(Provided information)

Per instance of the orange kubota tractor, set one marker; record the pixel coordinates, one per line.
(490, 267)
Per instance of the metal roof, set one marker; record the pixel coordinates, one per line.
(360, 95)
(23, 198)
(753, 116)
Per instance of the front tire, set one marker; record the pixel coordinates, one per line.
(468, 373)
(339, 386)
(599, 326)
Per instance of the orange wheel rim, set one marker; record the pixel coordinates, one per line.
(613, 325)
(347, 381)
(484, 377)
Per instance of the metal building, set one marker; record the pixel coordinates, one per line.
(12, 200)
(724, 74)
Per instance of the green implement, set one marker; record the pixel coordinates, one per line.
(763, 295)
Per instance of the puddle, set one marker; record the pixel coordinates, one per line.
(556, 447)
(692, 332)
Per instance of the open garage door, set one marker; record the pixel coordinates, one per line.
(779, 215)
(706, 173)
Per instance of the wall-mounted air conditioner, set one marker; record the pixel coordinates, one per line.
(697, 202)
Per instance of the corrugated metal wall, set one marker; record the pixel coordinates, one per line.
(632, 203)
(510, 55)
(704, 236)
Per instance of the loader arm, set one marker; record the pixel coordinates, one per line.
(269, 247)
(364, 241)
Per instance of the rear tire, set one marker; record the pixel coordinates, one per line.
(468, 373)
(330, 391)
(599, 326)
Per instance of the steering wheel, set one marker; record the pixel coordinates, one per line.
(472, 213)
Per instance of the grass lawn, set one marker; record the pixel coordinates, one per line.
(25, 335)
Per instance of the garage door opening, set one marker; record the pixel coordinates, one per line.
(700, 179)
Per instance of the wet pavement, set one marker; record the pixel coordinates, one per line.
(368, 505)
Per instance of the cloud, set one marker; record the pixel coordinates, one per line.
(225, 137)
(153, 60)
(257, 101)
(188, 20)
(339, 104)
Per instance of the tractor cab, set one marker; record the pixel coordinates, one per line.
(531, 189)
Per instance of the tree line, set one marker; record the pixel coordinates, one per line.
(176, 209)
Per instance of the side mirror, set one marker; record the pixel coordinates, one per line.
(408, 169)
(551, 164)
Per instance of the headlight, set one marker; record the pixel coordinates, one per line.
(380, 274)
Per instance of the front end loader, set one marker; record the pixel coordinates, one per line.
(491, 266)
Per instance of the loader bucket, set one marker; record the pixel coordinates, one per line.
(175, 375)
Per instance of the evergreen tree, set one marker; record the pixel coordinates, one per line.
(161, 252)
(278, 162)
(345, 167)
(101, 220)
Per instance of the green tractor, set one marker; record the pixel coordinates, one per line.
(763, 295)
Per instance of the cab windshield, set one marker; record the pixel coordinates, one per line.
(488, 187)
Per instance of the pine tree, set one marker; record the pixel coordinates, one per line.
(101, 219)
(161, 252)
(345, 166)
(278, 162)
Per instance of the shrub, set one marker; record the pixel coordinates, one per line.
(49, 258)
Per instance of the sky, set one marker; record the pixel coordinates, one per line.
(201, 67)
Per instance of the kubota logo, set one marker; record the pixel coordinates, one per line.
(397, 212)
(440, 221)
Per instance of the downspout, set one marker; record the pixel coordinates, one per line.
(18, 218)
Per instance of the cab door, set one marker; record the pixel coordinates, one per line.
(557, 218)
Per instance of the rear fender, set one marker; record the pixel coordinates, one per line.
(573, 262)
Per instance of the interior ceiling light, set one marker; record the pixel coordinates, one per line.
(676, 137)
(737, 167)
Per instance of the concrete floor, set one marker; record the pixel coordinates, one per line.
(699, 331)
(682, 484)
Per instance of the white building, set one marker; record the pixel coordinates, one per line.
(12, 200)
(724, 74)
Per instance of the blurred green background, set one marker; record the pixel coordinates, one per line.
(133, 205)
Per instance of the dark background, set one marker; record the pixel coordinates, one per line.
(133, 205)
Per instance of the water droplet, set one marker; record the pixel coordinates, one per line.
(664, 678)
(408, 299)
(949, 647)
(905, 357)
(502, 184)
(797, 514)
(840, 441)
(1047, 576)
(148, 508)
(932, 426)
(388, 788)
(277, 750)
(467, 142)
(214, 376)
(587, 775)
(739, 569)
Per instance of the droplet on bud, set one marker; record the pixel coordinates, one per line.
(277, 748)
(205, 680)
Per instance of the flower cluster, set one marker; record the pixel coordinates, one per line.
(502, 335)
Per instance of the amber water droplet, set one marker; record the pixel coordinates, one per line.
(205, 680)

(End Provided information)

* [What the task requires]: Line by line, copy the data above exactly as it reads.

* [Answer section]:
Per instance of the orange kubota tractor, set one marker; record the pixel coordinates, one per line.
(490, 267)
Per instance of the metal roof, set one marker; record the pixel coordinates, one per line.
(360, 95)
(23, 198)
(753, 116)
Per instance of the front tire, set one marker; record the pixel coordinates, one per line.
(468, 373)
(339, 386)
(599, 326)
Per instance of the orange wheel rim, set one marker; record the pixel coordinates, one per line.
(613, 325)
(347, 381)
(484, 377)
Per instance of the metal building, set one marker; record the pixel coordinates, one per line.
(12, 200)
(724, 74)
Per instance of the green implement, set one marker; record the pixel coordinates, one per line.
(763, 295)
Per instance of the puddle, set one marker; record the pixel coordinates, one per line.
(556, 447)
(692, 332)
Per instance of the open garage door, set one marker; record the pixel coordinates, one per line.
(779, 215)
(706, 173)
Per instance of the wall-mounted air conditioner, set one marker; record the pixel coordinates, one per line.
(697, 202)
Per instance of the corrugated metal wall, set one marker; record the pixel coordinates, one per line.
(632, 203)
(510, 55)
(704, 236)
Per instance of the loader arm, set one marker; record the pixel coordinates, one per line.
(269, 247)
(364, 241)
Per instance of the rear tire, set one marker; record the pixel coordinates, one per line.
(468, 373)
(330, 391)
(599, 326)
Per instance of the steering wheel, set one marker; record the pixel coordinates, one per line.
(472, 213)
Per instance of the grass lawn, set one marker; record the pixel coordinates, one per line.
(25, 335)
Per instance of the garage door opening, set one marker; record the pixel coordinates, one per line.
(700, 179)
Per instance of the wet pavement, set one marker; record the pixel coordinates, one per line.
(368, 505)
Per instance of the cloud, set one marker; record the pixel coordinates, one per line.
(225, 137)
(153, 60)
(257, 101)
(188, 20)
(339, 104)
Per instance of the tractor cab, set one marker; record the pixel coordinates, one per line.
(531, 189)
Per instance of the tree line, set one marker; record the pixel coordinates, one per line.
(176, 209)
Per instance of the side mirror, set one marker; record the pixel coordinates, one per line.
(408, 169)
(551, 164)
Per instance of the headlight, set one marker; record the pixel coordinates, one per line.
(380, 274)
Per instance of the front end loader, set one marker; record the pixel coordinates, one per line.
(491, 266)
Per instance of the loader bucket, set one marker; record the pixel coordinates, one per line.
(175, 375)
Per instance of the evergreen tree, set one marker; record the pixel coordinates, one per line.
(161, 252)
(278, 162)
(345, 167)
(101, 220)
Per instance of the green tractor, set one marker; record the pixel coordinates, one per line.
(763, 295)
Per instance of the cab windshield, set one marker; record the pixel coordinates, one per line.
(488, 187)
Per instance of the pine tree, set one marker; record the pixel coordinates, one per line.
(101, 219)
(161, 252)
(345, 166)
(278, 162)
Per instance of the shrub, set one marker; record the pixel coordinates, one per line.
(49, 258)
Per instance of the sky, set one marker; record the pixel coordinates, one per line.
(201, 67)
Per instance of the kubota logo, set one marker; record the pixel coordinates, one per line.
(397, 212)
(440, 221)
Per instance of the downspout, set one marker; record the pixel coordinates, one per line.
(18, 218)
Per instance of the cab door, set one marker; record the pixel coordinates, one per line.
(557, 218)
Per instance of the rear fender, set one marker; record the pixel coordinates, one per line.
(573, 262)
Per instance of the interior ceiling light, set one marker; record the pixel coordinates, one per line.
(676, 137)
(737, 167)
Per instance of the concrete floor, set one marker; record the pixel coordinates, one per line.
(699, 331)
(682, 484)
Per instance of the white building, set one marker; record the pixel coordinates, one per line.
(12, 200)
(724, 74)
Per instance of the blurred green background, set one marker; record the pixel coordinates, one per line.
(133, 205)
Per instance of the dark background, set one marker; record the pixel coordinates, one per line.
(133, 205)
Per instance of the water droplet, set one marker; record the pixel coordinates, one per line.
(664, 678)
(408, 299)
(949, 647)
(905, 357)
(502, 184)
(797, 514)
(840, 441)
(1047, 576)
(148, 508)
(932, 426)
(388, 788)
(277, 750)
(467, 142)
(214, 376)
(587, 775)
(739, 569)
Per instance of the droplet on bud, set one marker; record the pixel coordinates, one per line.
(277, 748)
(205, 680)
Per instance of the flower cluster, set one marker; record the pixel coordinates, one per line.
(502, 335)
Per instance of the amber water droplet, set one marker; record the pixel coordinates, one per line.
(205, 680)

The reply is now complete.